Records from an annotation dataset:
-----

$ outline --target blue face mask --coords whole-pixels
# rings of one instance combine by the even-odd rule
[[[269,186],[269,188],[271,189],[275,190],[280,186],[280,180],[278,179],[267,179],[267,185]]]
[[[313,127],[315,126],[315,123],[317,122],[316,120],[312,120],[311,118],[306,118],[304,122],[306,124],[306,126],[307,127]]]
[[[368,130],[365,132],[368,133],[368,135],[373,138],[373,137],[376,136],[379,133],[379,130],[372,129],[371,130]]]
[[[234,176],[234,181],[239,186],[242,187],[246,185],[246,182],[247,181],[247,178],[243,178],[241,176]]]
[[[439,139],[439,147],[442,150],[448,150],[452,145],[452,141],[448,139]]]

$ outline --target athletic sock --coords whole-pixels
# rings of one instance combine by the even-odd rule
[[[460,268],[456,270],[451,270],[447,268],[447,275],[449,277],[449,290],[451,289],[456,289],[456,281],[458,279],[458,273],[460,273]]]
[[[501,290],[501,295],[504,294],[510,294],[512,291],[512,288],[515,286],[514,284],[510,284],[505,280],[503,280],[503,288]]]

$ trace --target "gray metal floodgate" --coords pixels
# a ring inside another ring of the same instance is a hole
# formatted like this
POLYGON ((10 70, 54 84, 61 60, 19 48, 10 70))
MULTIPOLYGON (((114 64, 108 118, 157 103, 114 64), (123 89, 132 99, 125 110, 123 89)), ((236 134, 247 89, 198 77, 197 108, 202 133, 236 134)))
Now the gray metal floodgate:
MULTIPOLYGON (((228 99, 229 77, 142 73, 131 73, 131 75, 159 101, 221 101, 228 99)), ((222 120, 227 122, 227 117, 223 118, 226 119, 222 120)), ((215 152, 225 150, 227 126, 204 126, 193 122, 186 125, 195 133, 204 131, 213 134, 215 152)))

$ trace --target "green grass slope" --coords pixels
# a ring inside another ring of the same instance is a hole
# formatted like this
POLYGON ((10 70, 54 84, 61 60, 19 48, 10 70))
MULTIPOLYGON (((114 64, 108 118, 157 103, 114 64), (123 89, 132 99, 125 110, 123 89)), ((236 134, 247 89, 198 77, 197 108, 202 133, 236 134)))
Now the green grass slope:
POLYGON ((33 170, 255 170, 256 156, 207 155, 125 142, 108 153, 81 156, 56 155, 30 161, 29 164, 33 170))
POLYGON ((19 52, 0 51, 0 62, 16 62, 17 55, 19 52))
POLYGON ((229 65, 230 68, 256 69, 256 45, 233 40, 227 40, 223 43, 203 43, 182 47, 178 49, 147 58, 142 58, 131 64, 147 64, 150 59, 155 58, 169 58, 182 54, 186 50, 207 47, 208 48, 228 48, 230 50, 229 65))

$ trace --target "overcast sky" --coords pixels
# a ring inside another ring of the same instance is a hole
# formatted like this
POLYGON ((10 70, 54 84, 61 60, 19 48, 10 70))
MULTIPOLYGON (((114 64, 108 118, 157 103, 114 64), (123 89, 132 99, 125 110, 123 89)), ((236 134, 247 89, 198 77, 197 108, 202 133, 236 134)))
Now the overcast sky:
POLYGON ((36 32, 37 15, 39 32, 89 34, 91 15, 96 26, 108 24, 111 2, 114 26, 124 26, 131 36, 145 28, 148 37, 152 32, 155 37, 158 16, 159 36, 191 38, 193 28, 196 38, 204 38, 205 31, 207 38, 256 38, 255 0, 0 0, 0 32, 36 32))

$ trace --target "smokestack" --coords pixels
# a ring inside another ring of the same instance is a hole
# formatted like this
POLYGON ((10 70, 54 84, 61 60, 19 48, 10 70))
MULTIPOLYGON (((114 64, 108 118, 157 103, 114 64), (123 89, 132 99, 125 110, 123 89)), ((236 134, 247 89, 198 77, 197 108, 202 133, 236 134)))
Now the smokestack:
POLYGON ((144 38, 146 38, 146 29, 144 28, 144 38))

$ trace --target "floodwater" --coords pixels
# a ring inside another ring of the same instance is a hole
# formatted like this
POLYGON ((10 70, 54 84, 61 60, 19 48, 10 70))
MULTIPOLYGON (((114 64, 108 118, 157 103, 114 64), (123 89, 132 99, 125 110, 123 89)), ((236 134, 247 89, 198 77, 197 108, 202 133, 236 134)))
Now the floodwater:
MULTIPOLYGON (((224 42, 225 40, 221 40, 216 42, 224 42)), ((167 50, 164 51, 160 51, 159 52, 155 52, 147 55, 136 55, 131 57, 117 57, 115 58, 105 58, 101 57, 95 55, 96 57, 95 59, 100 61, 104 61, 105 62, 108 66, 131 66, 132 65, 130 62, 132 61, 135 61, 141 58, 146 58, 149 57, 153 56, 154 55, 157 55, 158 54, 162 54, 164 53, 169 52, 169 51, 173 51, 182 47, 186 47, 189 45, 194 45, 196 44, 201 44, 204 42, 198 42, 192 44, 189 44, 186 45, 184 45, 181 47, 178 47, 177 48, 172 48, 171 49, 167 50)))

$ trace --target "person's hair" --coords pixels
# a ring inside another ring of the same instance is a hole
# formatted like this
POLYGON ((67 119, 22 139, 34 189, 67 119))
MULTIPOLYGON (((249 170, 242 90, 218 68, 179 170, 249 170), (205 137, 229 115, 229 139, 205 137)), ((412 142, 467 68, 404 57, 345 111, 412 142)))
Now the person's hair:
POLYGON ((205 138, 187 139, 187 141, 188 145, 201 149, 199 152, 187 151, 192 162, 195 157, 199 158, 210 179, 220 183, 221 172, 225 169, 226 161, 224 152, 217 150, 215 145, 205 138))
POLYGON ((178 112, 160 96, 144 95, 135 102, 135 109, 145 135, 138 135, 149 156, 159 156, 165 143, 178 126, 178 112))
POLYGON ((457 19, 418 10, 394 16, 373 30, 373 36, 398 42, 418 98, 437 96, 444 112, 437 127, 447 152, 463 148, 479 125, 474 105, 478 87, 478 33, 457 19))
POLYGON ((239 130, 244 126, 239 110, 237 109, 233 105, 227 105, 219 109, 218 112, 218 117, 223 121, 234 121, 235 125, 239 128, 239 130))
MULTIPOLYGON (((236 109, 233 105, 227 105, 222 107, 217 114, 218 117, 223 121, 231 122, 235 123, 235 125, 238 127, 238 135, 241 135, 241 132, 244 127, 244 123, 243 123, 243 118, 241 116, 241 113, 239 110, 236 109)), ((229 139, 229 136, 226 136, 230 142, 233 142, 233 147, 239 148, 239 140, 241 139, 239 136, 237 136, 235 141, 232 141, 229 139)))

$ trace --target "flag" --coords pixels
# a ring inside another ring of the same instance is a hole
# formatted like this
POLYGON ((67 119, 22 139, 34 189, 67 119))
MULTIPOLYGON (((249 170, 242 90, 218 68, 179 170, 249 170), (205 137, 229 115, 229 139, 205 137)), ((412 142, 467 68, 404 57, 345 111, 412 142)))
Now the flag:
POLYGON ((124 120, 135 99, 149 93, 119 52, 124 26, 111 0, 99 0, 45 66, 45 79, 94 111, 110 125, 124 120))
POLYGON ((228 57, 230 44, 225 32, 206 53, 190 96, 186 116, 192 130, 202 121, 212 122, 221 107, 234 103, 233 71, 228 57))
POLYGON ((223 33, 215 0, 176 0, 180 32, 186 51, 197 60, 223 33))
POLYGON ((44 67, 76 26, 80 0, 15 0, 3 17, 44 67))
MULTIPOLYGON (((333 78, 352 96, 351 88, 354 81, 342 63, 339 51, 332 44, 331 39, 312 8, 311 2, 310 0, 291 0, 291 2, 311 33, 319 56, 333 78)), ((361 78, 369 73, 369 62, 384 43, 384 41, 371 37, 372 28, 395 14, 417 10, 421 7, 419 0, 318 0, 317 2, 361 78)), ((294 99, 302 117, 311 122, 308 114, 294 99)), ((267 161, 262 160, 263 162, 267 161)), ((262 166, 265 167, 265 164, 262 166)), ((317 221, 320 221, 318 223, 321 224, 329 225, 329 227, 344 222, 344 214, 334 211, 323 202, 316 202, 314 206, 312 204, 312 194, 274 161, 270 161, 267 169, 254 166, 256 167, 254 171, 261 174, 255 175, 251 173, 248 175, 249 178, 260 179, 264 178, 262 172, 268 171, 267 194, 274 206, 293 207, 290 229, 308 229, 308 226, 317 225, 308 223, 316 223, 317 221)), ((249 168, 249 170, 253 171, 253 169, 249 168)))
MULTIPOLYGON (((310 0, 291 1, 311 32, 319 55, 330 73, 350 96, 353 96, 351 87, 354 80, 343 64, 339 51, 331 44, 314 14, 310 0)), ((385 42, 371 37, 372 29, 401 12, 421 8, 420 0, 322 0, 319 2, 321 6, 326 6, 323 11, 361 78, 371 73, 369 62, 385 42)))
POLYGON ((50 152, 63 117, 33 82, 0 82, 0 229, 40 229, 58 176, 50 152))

-----

§ **Short problem**
Reproduce the records from the start through the line containing "MULTIPOLYGON (((228 99, 229", switching every "floodgate" to "sluice gate" and leaving everything else unchanged.

§ **Finished task**
$ outline --target blue face mask --coords whole-pixels
# rings of one instance combine by the even-odd rule
[[[269,186],[269,188],[271,189],[275,190],[280,186],[280,180],[278,179],[267,179],[267,185]]]
[[[313,127],[315,126],[315,123],[317,122],[316,120],[312,120],[311,118],[306,118],[304,122],[306,124],[306,126],[307,127]]]
[[[368,130],[365,132],[368,133],[368,135],[373,138],[373,137],[376,136],[379,133],[379,130],[372,129],[371,130]]]
[[[234,176],[234,181],[239,186],[242,187],[246,185],[246,182],[247,181],[247,178],[243,178],[241,176]]]
[[[439,139],[439,147],[442,150],[448,150],[452,145],[452,141],[448,139]]]

$ outline --target athletic sock --coords whole-pixels
# rings of one instance combine by the even-odd rule
[[[460,268],[456,270],[451,270],[447,268],[447,275],[449,277],[449,290],[451,289],[456,289],[456,281],[458,279],[458,273],[460,273]]]
[[[501,290],[501,295],[504,294],[510,294],[512,291],[512,288],[515,286],[514,284],[510,284],[505,280],[503,280],[503,288]]]

$ trace --target "gray metal sluice gate" --coords pixels
# a ring inside another ring of the same instance is a hole
# formatted like this
POLYGON ((10 70, 54 84, 61 60, 19 48, 10 70))
MULTIPOLYGON (((114 64, 108 118, 157 103, 114 64), (123 89, 132 99, 125 110, 123 89)), ((236 134, 247 89, 198 77, 197 108, 202 133, 236 134)))
Now the gray metal sluice gate:
MULTIPOLYGON (((228 99, 229 77, 142 73, 131 73, 131 75, 159 101, 221 101, 228 99)), ((222 120, 227 122, 227 117, 223 118, 226 119, 222 120)), ((215 152, 225 150, 227 126, 204 126, 193 122, 186 125, 195 133, 204 131, 213 134, 215 152)))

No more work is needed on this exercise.